62     It is true that the authorities competent at national level for the implementation of the Habitats Directive are required, under Article 6 of the Habitats Directive, to take the conservation steps necessary, inter alia those which aim to avoid the deterioration of natural habitats and the habitats of species (paragraph 2) and those which aim to assess appropriately the implications on the designated sites of plans or projects capable of having a significant effect on them (paragraph 3). However, the definition of sites of Community importance in the contested decision is of a general and abstract nature in so far as it is directed not at specific persons, but at pieces of territory. Whilst the latter are very restricted, they are however determined solely by reference to the name, surface area and geographical coordinates of the site, which are general and abstract criteria.

63     In the light of the general and abstract character of the definition of sites designated in the contested decision, the possible influence of obligations arising from the Habitats Directive on the exercise of the competence of the local authority applicants for the management and protection of the territory is exercised in the same way in respect of all other local authorities whose territory includes a site designated by the contested decision. In addition, as the Commission rightly points out in its objection of inadmissibility, every measure of Community law of general application imposing obligations on Member States may, depending on the institutional structure of the latter, mean that various national local authorities are required to honour those obligations. Therefore, the present situation does not distinguish the local authority applicants individually at all in comparison with the situation of other national public law bodies which are territorially competent in respect of sites designated as sites of Community importance in the contested decision.

64     In this respect, it is necessary to note that the general interest that a regional or local administrative entity, as an authority responsible for economic and social affairs within its jurisdiction, may have in obtaining a result that is favourable for its economic prosperity is not sufficient on its own to enable it to be regarded as being concerned, for the purposes of the fourth paragraph of Article 230 EC, by measures of general application (see, to that effect, Case C‑452/98 NederlandseAntillen v Council [2001] ECR I‑8973, paragraph 64, and Commission v Nederlandse Antillen, paragraph 69).

65     The local authority applicants rely on Codorníu v Council as the basis of their standing to bring proceedings. However, they have not established that the contested decision has produced an adverse effect such as to prevent the exercise of a specific right in the sense of that judgment.

-----

■ EXERCISE 1: In the records, rewrite the stretch from the line containing "For every <instance>" through the line containing "box: [170, 0, 377, 131]", substituting "coarse mask" for every "rough mask" and leaving everything else as it is.
The passage and the records that come after it have nothing to do with each other.

■ SOURCE MATERIAL:
-----

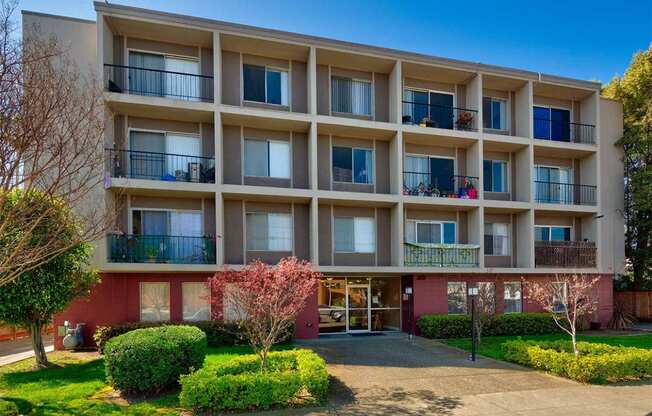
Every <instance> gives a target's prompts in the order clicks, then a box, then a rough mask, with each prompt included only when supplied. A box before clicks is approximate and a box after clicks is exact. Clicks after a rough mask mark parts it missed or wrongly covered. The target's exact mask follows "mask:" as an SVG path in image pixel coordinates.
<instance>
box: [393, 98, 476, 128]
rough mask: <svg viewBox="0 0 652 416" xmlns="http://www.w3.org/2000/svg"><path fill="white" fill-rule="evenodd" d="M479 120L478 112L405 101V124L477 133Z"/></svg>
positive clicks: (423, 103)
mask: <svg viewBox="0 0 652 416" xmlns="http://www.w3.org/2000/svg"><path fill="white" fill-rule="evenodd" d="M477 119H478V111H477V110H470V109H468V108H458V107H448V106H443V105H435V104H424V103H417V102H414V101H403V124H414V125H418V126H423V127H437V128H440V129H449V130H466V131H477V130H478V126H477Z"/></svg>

-----

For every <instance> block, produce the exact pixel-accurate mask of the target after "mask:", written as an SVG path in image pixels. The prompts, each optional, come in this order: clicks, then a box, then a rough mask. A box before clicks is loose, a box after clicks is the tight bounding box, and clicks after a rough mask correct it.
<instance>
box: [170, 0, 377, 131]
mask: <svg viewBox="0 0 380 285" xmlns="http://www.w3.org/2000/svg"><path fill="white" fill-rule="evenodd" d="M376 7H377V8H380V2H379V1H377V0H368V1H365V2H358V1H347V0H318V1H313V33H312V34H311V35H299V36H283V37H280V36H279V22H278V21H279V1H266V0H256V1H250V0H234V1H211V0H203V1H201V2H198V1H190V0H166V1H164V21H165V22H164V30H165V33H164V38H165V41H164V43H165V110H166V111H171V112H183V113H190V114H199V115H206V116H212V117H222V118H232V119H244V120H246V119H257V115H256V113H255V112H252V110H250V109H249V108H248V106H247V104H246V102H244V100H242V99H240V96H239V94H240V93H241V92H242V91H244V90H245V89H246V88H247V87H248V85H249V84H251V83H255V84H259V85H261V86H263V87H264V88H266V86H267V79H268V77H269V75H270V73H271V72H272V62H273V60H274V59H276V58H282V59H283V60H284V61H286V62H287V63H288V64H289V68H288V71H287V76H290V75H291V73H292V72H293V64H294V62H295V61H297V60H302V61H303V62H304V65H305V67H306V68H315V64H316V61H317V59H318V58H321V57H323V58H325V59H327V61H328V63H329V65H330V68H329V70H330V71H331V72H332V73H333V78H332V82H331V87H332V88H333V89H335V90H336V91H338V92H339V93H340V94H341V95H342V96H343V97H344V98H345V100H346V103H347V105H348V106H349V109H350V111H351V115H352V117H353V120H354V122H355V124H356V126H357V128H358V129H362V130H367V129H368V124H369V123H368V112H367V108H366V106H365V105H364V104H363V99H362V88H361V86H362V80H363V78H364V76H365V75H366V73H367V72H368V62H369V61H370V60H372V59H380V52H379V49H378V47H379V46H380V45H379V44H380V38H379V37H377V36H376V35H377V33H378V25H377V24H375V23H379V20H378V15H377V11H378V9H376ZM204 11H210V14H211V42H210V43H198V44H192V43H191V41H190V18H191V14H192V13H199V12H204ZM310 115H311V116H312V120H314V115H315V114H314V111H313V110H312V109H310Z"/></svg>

-----

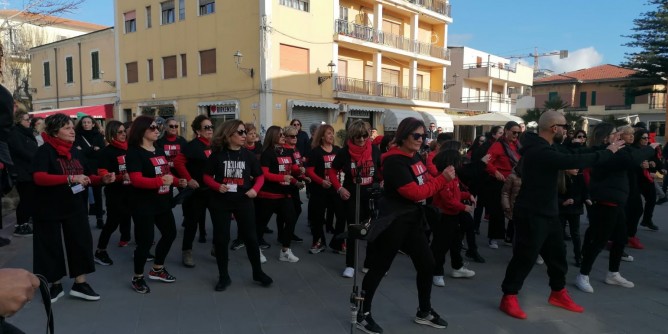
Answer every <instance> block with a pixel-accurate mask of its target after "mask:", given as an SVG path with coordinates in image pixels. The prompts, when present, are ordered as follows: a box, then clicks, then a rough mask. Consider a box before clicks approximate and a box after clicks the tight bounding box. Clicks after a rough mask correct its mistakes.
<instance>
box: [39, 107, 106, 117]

-----

■ EXERCISE 2: Duplicate word for word the stretch of the Habitats Directive passage from "65     The local authority" through "of that judgment.".

■ EXERCISE SOLUTION 1:
For every <instance> block, produce the exact pixel-accurate mask of the target after "mask:", written as an SVG path in image pixels. The prompts, each optional, come in this order: clicks, then a box, then a coarse mask. A box before clicks is loose, a box after clicks is the tight bounding box, and clicks after a coarse mask correct it.
<instance>
box: [170, 0, 377, 131]

■ EXERCISE SOLUTION 2:
65     The local authority applicants rely on Codorníu v Council as the basis of their standing to bring proceedings. However, they have not established that the contested decision has produced an adverse effect such as to prevent the exercise of a specific right in the sense of that judgment.